Selected text
Start

# Matriculation.



## escapos (Sep 18, 2011)

Hello all, hope you are well,

I know this is a bit of a hot topic and I have tried to ask this question before elsewhere and not really got a straight answer. I have also done a thread search on here and cant really get a definitive answer.

I want to bring over a Mitsubishi Delica Spacegear 2.8 td in Feb next year and I qualify for no import tax, have done research but still havn't been able to pin down this cost.

Does anybody know how much it will cost to matriculate this vehicle and what will be my road tax?

Or indeed would they be able to tell me how to find out the cost SIMPLY without trawling all over the internet for answers please.

Many thanks for help with this 'thorn in my side' question.
cheers
Christian.


----------



## siobhanwf (Mar 20, 2009)

This has been covered in detail:
http://www.expatforum.com/expats/po...iving-portugal/86913-vehicle-importation.html

and 

http://www.expatforum.com/expats/po...gal/48180-metriculation-vehicle-portugal.html


----------



## escapos (Sep 18, 2011)

Thank you for the links much appreciated.

Forgot to mention in my OP, anybody know what road tax costs.
My vehicle is Mitsubishi Delica Spacegear exceed 2.8td, like a shogun or pajero but with a different body if that helps or anybody with those vehicles out there, rough idea is ok,
many thanks


----------



## siobhanwf (Mar 20, 2009)

escapos said:


> Thank you for the links much appreciated.
> 
> Forgot to mention in my OP, anybody know what road tax costs.
> My vehicle is Mitsubishi Delica Spacegear exceed 2.8td, like a shogun or pajero but with a different body if that helps or anybody with those vehicles out there, rough idea is ok,
> many thanks


If you read through the links you will find several further links to the sites which give you all those details.

All depends on emissions.
Registration date will be the date registered here in Portugal NOT the original date of registration elsewhere in the EU


----------



## canoeman (Mar 3, 2011)

Don't forget car will be road taxed as year of matriculation not year of make so I think for yours would be around €327 for 2010.
Consular certificate will cost currently €148
To long since I did it to have any value, but the other things to consider if your not going to use a local agent is the trips to the Regional Customs Offices which are generally situated on the coast for your region so Coimbra Region for example is Fiq de Foz or Averio.


----------



## siobhanwf (Mar 20, 2009)

End

Your tasks
#1 Reproduce the matriculation thread word for word, from "# Matriculation." up to and including "down this cost.".
#2 Carry on the matriculation thread from the point where it stops.

Recorded information
Start

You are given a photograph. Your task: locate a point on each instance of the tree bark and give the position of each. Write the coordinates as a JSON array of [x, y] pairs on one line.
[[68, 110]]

End

Responses per task
#1
# Matriculation.



## escapos (Sep 18, 2011)

Hello all, hope you are well,

I know this is a bit of a hot topic and I have tried to ask this question before elsewhere and not really got a straight answer. I have also done a thread search on here and cant really get a definitive answer.

I want to bring over a Mitsubishi Delica Spacegear 2.8 td in Feb next year and I qualify for no import tax, have done research but still havn't been able to pin down this cost.

#2
canoeman said:


> Don't forget car will be road taxed as year of matriculation not year of make so I think for yours would be around €327 for 2010.
> Consular certificate will cost currently €148
> To long since I did it to have any value, but the other things to consider if your not going to use a local agent is the trips to the Regional Customs Offices which are generally situated on the coast for your region so Coimbra Region for example is Fiq de Foz or Averio.



As canoe says and as I pointed out already ....YEAR OF MATRICULATION (REGISTRATION) in PORTUGAL is what you want to look at.

NOT the year it was registered in the UK!!!


----------



## canoeman (Mar 3, 2011)

Importing free of ISV unfortunately isn't covered by any of the simulators which are generally for personal imports.
It helps if you think of the process as 2 separate operations, one reliant on other, each procedure having their own steps
1. The Customs procedure where you have to prove that you are entitled to "free" import, ownership and vehicle complies.
2. Registering the vehicle with IMTT 

This site has a variety of simulators you might find useful, it's best to use Google Chrome to open and the Chrome translate option works extremely well, especially if you add it to toolbar
Imposto Sobre Veículos e Imposto Único de Circulação

Maybe if you keep a record of costs, you could help others by posting results


----------



## siobhanwf (Mar 20, 2009)

And the bad news is: There is aplan to increase excise taxes to raise at least EUR 250 million in 2012. In particular by:
raising car sales tax and cutting car tax exemptions;


----------



## escapos (Sep 18, 2011)

Hello all, thanks very much for the replies, I have been working through a couple of the simulator at:
Imposto Sobre Veículos e Imposto Único de Circulação

Firstly the # Ver informações Tabela do Imposto Único de Circulação para 2011 ACTUALIZADO! or Single tax table Circulation 2011 UPDATED! 

bear with me, my vehicle 2.8 delica 1996, 342 g co2 (actually Pajero fco2 figures but same engine)

From the tables I see:

Vehicles registered from 1 July 2007 (inclusive) as we will be importing in 2012
More than 2.500cm3 = € 323.48
CO2 emissions More than 250g/km = € 269.60

Year of aqusition 1996 is this same as year of registration or when we bought it?
Working on 1996 coefficient of 1

so add 323.48 + 269.60 = 593.08 x 1 = 593.08

So is my road tax for this car for a year 593.08 euros? 
have i calculated that correctly, anyone checking for me much appreciated.

Also if I have understood correctly in order not to pay importation tax or ISV I have to prove I have owned this vehicle for a year in the UK whilst I was resident by way of a purchase receipt, registration docs, any utility bills and MOT's for the car and supporting paperwork.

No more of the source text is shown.